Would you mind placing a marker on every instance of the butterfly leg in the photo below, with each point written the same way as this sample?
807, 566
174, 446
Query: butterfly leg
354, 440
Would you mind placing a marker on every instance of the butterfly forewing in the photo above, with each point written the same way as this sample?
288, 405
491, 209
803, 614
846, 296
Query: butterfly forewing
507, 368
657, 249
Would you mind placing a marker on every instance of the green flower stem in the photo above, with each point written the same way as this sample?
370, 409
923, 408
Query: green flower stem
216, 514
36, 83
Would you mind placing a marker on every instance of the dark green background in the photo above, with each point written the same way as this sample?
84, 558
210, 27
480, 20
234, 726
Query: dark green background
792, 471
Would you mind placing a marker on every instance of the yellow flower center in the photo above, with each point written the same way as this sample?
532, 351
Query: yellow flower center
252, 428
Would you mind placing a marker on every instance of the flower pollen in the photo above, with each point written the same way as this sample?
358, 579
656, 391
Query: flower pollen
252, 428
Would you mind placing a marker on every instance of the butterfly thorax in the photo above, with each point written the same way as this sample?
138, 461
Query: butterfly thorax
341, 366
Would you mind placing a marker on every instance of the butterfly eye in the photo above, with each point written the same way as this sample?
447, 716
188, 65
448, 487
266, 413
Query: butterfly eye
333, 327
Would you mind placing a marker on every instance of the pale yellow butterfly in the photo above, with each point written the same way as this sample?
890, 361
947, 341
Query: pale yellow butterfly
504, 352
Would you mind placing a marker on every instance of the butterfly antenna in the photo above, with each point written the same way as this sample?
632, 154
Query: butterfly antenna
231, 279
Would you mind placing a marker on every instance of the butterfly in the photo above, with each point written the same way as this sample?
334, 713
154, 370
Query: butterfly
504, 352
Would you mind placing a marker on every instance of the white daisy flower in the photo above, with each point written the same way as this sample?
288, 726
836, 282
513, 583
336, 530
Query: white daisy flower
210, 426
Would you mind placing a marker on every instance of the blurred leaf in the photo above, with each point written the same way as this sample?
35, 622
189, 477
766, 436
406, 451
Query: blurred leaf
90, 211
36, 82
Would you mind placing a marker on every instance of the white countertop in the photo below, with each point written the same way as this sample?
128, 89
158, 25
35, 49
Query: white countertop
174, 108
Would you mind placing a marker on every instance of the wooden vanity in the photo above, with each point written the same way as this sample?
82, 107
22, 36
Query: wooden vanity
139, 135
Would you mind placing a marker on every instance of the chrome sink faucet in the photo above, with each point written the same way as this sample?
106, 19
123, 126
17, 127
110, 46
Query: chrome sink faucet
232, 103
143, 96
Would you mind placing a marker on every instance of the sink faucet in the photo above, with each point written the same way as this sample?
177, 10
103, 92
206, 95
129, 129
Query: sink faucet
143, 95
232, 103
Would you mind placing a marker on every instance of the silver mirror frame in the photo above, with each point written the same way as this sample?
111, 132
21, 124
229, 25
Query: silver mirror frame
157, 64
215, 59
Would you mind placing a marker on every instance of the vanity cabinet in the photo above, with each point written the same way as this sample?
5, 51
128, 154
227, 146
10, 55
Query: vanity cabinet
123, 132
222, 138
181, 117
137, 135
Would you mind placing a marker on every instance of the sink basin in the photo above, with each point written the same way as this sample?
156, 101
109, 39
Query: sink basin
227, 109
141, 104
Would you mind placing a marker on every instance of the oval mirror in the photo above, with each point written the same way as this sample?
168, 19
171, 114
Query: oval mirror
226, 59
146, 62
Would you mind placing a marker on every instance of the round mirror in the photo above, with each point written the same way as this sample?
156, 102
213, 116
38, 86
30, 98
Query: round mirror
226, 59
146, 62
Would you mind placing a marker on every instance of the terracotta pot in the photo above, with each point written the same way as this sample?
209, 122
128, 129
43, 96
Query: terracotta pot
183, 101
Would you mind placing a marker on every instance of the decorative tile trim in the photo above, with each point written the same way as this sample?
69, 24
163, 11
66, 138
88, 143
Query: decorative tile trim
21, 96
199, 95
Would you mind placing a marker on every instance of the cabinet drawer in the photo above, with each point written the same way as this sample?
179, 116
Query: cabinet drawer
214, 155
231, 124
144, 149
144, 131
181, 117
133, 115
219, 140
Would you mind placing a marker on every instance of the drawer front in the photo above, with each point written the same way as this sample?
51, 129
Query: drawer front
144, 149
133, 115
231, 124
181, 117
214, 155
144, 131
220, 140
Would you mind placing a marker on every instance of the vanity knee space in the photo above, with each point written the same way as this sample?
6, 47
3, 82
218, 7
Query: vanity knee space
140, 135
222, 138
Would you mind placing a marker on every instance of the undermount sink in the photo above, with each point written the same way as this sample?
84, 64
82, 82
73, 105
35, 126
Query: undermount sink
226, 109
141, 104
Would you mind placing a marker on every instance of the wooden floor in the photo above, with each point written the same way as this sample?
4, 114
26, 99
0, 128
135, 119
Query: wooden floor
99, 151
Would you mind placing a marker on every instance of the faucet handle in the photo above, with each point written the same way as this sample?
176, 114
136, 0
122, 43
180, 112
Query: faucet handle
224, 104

# # # # # # #

* YOUR OBJECTIVE
Return the lines of the entries from the line containing "the vanity knee" through the end of the entries, both ends included, reproducing them without any change.

* OUTPUT FOR THIS TASK
Would you mind placing a marker on every instance of the vanity knee space in the photo above, with each point written the same way as this sample?
6, 47
3, 82
218, 7
Query: vanity knee space
140, 135
222, 138
Would you mind placing a marker on every instance of the undermount sink in the photo above, with each point written the same way as this sample?
84, 64
82, 82
73, 105
35, 126
Query: undermount sink
226, 109
141, 104
Would you mind placing a marker on every instance of the wooden floor in the photo above, with each point written the same way as this sample?
4, 114
26, 99
0, 128
135, 119
Query: wooden floor
99, 151
Would you mind placing a marker on every instance of the faucet handle in the photo above, with each point written the same way as this sample?
176, 114
136, 0
122, 43
180, 112
Query: faucet handle
224, 104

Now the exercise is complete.